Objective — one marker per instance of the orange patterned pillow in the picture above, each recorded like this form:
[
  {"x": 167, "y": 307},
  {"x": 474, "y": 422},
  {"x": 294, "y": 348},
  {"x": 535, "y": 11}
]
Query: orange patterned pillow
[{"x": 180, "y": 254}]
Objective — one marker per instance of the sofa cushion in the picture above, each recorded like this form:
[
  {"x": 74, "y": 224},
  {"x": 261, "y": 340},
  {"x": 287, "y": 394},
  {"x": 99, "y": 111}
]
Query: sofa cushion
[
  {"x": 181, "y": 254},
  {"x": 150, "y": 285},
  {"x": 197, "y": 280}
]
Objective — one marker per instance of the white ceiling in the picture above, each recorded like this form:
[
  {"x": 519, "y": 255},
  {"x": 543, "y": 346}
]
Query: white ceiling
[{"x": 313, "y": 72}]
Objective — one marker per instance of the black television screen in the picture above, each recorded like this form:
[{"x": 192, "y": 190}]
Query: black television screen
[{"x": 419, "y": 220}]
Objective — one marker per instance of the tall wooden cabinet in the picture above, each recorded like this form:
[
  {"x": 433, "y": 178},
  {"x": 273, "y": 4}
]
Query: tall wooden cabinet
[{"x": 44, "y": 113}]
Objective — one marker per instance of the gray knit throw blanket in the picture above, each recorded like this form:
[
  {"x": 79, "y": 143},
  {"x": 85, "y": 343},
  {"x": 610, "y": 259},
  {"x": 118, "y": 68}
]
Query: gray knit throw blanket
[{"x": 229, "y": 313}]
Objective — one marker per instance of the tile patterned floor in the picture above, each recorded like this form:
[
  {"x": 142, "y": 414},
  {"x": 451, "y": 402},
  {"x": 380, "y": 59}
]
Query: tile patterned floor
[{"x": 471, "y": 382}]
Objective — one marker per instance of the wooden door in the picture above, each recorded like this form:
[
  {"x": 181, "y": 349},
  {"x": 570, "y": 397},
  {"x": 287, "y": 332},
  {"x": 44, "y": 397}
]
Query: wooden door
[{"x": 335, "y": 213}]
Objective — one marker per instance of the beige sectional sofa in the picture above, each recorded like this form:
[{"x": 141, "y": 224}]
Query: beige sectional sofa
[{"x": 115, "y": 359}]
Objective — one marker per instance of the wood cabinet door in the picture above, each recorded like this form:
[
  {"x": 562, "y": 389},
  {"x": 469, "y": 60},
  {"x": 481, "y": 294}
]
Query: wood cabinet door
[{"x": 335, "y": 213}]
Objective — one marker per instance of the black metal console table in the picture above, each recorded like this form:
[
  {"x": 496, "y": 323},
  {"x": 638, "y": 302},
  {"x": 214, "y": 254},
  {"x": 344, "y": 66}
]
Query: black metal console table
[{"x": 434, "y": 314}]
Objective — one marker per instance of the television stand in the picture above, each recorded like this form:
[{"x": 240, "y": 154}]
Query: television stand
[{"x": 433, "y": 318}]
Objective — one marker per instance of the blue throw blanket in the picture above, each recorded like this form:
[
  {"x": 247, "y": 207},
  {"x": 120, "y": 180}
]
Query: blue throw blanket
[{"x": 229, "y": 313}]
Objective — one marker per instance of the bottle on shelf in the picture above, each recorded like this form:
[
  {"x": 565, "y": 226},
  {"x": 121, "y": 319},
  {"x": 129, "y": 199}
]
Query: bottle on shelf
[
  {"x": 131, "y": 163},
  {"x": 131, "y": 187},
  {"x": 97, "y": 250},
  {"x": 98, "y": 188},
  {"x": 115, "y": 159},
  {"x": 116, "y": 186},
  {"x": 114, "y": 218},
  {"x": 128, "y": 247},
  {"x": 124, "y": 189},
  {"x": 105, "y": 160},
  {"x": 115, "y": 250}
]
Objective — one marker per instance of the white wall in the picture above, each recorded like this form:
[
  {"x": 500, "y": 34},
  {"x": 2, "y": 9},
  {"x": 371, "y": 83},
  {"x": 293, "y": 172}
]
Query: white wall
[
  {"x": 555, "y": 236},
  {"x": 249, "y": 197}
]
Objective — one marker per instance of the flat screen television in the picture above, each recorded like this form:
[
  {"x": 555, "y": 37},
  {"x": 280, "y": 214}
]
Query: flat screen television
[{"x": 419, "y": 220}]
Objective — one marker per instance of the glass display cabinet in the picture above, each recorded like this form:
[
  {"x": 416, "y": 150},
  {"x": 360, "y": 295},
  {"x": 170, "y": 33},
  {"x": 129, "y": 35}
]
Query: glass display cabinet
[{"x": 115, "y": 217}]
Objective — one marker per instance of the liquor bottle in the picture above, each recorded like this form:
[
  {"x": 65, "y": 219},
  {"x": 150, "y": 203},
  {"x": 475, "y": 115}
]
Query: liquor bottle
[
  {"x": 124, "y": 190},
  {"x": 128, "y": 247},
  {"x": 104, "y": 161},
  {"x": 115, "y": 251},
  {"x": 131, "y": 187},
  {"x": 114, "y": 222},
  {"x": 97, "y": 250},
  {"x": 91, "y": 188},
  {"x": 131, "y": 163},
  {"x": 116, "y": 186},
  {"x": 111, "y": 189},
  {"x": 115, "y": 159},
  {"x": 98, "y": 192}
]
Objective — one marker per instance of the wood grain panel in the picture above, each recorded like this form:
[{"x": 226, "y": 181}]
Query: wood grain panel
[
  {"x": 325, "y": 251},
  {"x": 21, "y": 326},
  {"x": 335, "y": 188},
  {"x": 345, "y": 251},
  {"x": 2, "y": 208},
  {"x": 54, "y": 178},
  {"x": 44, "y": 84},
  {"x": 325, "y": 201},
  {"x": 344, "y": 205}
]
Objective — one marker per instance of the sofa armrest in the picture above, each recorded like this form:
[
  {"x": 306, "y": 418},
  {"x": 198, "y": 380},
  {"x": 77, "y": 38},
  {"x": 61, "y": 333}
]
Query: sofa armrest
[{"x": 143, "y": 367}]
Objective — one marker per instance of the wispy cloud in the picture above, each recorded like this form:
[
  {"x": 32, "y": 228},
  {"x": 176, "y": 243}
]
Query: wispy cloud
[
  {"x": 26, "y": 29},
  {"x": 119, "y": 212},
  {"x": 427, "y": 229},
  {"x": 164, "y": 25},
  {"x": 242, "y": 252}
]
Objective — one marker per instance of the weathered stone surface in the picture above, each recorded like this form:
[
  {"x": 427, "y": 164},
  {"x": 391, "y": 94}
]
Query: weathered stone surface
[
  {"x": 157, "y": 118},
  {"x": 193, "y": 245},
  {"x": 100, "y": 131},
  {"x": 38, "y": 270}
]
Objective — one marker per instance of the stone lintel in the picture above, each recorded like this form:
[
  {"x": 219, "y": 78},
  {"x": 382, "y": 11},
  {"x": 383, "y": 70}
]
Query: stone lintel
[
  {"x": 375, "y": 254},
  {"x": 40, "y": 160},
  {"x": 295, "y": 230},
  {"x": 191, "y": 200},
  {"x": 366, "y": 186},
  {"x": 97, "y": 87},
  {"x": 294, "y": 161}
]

════════

▶ About this task: Output the data in full, exactly as it stands.

▶ Exercise answer:
Objective — one marker per instance of the orange patterned pillow in the picture above, each recorded like this form:
[
  {"x": 167, "y": 307},
  {"x": 474, "y": 422},
  {"x": 294, "y": 348},
  {"x": 535, "y": 11}
]
Query: orange patterned pillow
[{"x": 180, "y": 254}]
Objective — one marker per instance of the sofa cushion in the picture above, each recorded like this form:
[
  {"x": 74, "y": 224},
  {"x": 261, "y": 340},
  {"x": 287, "y": 394},
  {"x": 99, "y": 111}
]
Query: sofa cushion
[
  {"x": 181, "y": 254},
  {"x": 150, "y": 285},
  {"x": 197, "y": 280}
]
Objective — one marker per instance of the white ceiling in the picture above, each recorded like this form:
[
  {"x": 519, "y": 255},
  {"x": 543, "y": 346}
]
Query: white ceiling
[{"x": 313, "y": 72}]
Objective — one marker per instance of the black television screen in the picture above, each recorded like this form:
[{"x": 192, "y": 190}]
Query: black television screen
[{"x": 419, "y": 220}]
Objective — one marker per instance of the tall wooden cabinet in the picture above, each recorded like this form:
[
  {"x": 433, "y": 178},
  {"x": 273, "y": 4}
]
Query: tall wooden cabinet
[{"x": 44, "y": 113}]
Objective — one marker per instance of the gray knit throw blanket in the picture above, each recorded like this form:
[
  {"x": 79, "y": 143},
  {"x": 85, "y": 343},
  {"x": 610, "y": 259},
  {"x": 118, "y": 68}
]
Query: gray knit throw blanket
[{"x": 229, "y": 313}]
Objective — one marker per instance of the tile patterned floor in the picture above, each recorded like this form:
[
  {"x": 142, "y": 414},
  {"x": 451, "y": 402},
  {"x": 380, "y": 59}
]
Query: tile patterned floor
[{"x": 471, "y": 382}]
Objective — one marker per instance of the wooden door in the picture above, each recorded like this form:
[
  {"x": 181, "y": 349},
  {"x": 570, "y": 397},
  {"x": 287, "y": 332},
  {"x": 44, "y": 397}
]
Query: wooden door
[{"x": 335, "y": 213}]
Objective — one marker per instance of the beige sectional sofa in the picture above, each recorded like this form:
[{"x": 141, "y": 224}]
Query: beige sectional sofa
[{"x": 115, "y": 359}]
Objective — one marker per instance of the wood cabinet door in the picture above, each recorded like this form:
[
  {"x": 562, "y": 389},
  {"x": 469, "y": 60},
  {"x": 481, "y": 294}
]
Query: wood cabinet door
[{"x": 335, "y": 213}]
Objective — one marker per instance of the black metal console table in the picture above, each recorded like this form:
[
  {"x": 496, "y": 323},
  {"x": 638, "y": 302},
  {"x": 214, "y": 254},
  {"x": 344, "y": 66}
]
Query: black metal console table
[{"x": 434, "y": 314}]
Objective — one marker per instance of the television stand in the picture above, each recorded like this form:
[{"x": 240, "y": 154}]
Query: television stand
[{"x": 433, "y": 318}]
Objective — one marker per instance of the blue throw blanket in the picture above, each recorded like this form:
[
  {"x": 247, "y": 207},
  {"x": 120, "y": 180}
]
Query: blue throw blanket
[{"x": 229, "y": 313}]
Objective — one marker per instance of the bottle on shelf in the picture above, each recorded like this form:
[
  {"x": 565, "y": 226},
  {"x": 121, "y": 319},
  {"x": 129, "y": 199}
]
Query: bottle on shelf
[
  {"x": 131, "y": 163},
  {"x": 131, "y": 187},
  {"x": 97, "y": 250},
  {"x": 98, "y": 188},
  {"x": 115, "y": 159},
  {"x": 116, "y": 186},
  {"x": 114, "y": 218},
  {"x": 128, "y": 247},
  {"x": 124, "y": 189},
  {"x": 105, "y": 160},
  {"x": 115, "y": 250}
]
Objective — one marker per instance of the white wall in the picture above, each recorded like this form:
[
  {"x": 500, "y": 34},
  {"x": 2, "y": 9},
  {"x": 371, "y": 83},
  {"x": 293, "y": 172}
]
Query: white wall
[
  {"x": 555, "y": 236},
  {"x": 249, "y": 197}
]
Objective — one marker per instance of the flat screen television in the picture above, each recorded like this form:
[
  {"x": 555, "y": 37},
  {"x": 280, "y": 214}
]
Query: flat screen television
[{"x": 419, "y": 220}]
Objective — one marker per instance of the glass display cabinet in the picture above, each recorded like this form:
[
  {"x": 416, "y": 150},
  {"x": 360, "y": 295},
  {"x": 170, "y": 33},
  {"x": 129, "y": 35}
]
Query: glass display cabinet
[{"x": 115, "y": 217}]
Objective — one marker per instance of the liquor bottle in the picture above, each recorded like this form:
[
  {"x": 65, "y": 219},
  {"x": 150, "y": 203},
  {"x": 475, "y": 115}
]
Query: liquor bottle
[
  {"x": 124, "y": 190},
  {"x": 128, "y": 247},
  {"x": 104, "y": 161},
  {"x": 115, "y": 251},
  {"x": 131, "y": 187},
  {"x": 114, "y": 222},
  {"x": 97, "y": 250},
  {"x": 91, "y": 188},
  {"x": 131, "y": 163},
  {"x": 116, "y": 186},
  {"x": 111, "y": 189},
  {"x": 115, "y": 159},
  {"x": 98, "y": 192}
]
Objective — one marker per instance of the wood grain panel in the picture above, each recorded like this form:
[{"x": 226, "y": 181}]
Query: wood grain panel
[
  {"x": 325, "y": 251},
  {"x": 21, "y": 326},
  {"x": 335, "y": 188},
  {"x": 345, "y": 251},
  {"x": 2, "y": 208},
  {"x": 54, "y": 178},
  {"x": 44, "y": 84},
  {"x": 325, "y": 201},
  {"x": 344, "y": 205}
]
Objective — one marker per instance of the sofa armrest in the picture above, each recorded like this form:
[
  {"x": 306, "y": 418},
  {"x": 198, "y": 380},
  {"x": 77, "y": 38},
  {"x": 61, "y": 333}
]
Query: sofa armrest
[{"x": 143, "y": 367}]
Objective — one marker per instance of the wispy cloud in the picture above, each recorded like this form:
[
  {"x": 32, "y": 228},
  {"x": 176, "y": 243}
]
Query: wispy cloud
[
  {"x": 26, "y": 29},
  {"x": 119, "y": 212},
  {"x": 427, "y": 229},
  {"x": 164, "y": 25},
  {"x": 242, "y": 252}
]
Objective — one marker per instance of the weathered stone surface in the picture above, each recorded like this form:
[
  {"x": 427, "y": 164},
  {"x": 391, "y": 94}
]
Query: weathered stone surface
[
  {"x": 157, "y": 118},
  {"x": 193, "y": 245},
  {"x": 100, "y": 131},
  {"x": 38, "y": 270}
]
Objective — one marker per instance of the stone lintel in the picture above, each recorded like this form:
[
  {"x": 219, "y": 78},
  {"x": 382, "y": 11},
  {"x": 383, "y": 70}
]
Query: stone lintel
[
  {"x": 375, "y": 254},
  {"x": 40, "y": 160},
  {"x": 295, "y": 230},
  {"x": 191, "y": 200},
  {"x": 366, "y": 186},
  {"x": 97, "y": 87},
  {"x": 294, "y": 161}
]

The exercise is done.